What is needed
Search the records for "shawl". Report every line where it occurs.

(Dataset excerpts)

——————

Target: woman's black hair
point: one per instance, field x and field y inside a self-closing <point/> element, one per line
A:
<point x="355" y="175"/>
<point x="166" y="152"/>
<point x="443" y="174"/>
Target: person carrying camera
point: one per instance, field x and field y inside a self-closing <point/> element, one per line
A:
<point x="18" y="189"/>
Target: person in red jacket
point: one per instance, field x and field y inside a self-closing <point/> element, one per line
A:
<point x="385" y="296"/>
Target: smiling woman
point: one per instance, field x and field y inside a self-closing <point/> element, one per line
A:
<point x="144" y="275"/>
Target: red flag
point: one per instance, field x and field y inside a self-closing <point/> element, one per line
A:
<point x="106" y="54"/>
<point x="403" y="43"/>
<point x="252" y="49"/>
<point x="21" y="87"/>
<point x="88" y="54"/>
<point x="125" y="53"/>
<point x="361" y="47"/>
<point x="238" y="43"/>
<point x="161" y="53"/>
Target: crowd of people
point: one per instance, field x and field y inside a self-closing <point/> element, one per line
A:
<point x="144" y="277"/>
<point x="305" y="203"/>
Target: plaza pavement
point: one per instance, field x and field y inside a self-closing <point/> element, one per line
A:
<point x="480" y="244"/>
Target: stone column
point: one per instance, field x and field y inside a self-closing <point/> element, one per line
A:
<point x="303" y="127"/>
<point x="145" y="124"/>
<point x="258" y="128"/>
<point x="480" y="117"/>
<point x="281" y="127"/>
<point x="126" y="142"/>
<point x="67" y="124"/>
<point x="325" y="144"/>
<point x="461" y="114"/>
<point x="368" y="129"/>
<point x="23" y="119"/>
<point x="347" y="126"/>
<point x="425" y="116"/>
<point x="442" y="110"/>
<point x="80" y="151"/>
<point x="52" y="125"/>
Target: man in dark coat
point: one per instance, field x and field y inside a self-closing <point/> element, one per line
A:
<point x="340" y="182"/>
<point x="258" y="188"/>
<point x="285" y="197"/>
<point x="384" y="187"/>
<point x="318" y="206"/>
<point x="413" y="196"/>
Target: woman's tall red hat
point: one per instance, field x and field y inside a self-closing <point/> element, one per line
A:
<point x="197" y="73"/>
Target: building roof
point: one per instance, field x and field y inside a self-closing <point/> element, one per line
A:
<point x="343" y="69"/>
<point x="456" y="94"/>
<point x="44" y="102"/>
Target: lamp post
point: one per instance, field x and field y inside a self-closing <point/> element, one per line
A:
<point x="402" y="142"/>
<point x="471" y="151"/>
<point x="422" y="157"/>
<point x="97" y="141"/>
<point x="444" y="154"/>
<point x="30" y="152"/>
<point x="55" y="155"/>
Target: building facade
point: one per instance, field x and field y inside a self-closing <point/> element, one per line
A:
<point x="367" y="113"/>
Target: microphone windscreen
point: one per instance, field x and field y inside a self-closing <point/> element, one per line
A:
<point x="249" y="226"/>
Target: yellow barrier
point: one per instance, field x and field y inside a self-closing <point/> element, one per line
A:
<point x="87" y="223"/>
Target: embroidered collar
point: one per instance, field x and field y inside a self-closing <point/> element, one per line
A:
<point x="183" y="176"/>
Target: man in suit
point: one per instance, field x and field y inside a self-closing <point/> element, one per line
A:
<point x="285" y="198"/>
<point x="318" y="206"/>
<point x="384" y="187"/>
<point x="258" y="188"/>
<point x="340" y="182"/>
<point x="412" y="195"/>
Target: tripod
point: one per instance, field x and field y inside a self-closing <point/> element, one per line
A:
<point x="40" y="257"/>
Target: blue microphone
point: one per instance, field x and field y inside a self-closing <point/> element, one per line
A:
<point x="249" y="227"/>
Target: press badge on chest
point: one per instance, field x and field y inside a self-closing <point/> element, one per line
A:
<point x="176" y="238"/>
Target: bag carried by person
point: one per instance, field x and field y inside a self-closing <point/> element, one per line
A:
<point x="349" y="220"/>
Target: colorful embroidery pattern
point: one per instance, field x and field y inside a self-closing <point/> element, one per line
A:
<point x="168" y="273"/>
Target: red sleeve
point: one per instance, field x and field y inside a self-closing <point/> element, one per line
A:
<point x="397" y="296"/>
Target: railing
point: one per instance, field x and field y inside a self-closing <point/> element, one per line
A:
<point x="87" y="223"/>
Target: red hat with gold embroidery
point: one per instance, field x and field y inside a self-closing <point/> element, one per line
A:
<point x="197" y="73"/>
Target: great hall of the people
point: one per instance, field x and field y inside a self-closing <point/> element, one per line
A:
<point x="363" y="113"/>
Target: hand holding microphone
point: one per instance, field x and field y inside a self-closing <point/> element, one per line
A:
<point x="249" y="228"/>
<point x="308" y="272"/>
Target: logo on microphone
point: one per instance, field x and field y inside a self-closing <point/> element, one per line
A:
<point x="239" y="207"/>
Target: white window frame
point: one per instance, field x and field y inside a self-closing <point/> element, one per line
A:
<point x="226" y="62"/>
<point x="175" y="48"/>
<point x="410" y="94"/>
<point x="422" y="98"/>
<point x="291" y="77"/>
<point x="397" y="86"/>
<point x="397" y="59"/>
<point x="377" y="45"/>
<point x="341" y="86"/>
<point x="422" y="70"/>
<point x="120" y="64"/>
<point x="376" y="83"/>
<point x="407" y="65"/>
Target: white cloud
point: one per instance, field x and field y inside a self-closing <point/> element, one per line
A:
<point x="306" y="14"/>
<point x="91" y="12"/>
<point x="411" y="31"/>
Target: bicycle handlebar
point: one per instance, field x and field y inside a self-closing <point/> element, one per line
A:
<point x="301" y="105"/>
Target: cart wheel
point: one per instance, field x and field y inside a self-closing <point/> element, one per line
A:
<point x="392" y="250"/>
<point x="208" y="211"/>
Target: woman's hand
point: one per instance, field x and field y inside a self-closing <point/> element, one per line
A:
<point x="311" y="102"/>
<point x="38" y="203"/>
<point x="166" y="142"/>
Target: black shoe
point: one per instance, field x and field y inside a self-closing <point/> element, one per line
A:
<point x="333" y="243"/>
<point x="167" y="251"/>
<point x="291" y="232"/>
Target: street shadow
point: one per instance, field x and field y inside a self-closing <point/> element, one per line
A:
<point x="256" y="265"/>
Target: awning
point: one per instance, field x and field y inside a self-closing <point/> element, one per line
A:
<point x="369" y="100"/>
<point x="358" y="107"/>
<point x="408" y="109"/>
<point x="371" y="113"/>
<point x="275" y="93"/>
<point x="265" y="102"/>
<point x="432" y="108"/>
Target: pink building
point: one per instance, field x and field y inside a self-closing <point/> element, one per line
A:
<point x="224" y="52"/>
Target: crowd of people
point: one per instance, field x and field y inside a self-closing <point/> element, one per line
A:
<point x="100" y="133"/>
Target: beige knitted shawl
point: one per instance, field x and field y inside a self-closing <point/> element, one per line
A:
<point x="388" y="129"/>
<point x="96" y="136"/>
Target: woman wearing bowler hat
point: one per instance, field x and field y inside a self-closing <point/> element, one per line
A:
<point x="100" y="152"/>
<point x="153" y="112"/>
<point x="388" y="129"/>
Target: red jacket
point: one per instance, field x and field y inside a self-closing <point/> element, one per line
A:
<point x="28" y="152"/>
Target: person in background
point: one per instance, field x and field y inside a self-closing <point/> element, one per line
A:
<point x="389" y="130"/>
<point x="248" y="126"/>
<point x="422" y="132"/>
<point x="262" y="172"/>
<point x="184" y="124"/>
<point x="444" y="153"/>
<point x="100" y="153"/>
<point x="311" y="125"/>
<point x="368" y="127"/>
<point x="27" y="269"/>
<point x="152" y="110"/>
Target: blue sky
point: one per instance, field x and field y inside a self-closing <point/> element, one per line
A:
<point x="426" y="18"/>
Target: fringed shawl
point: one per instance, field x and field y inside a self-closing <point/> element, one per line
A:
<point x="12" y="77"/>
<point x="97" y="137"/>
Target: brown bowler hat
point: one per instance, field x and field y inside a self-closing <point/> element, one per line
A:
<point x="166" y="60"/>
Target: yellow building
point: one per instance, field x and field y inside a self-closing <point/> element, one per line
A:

——————

Task response
Target: beige knitted shawl
Target: fringed shawl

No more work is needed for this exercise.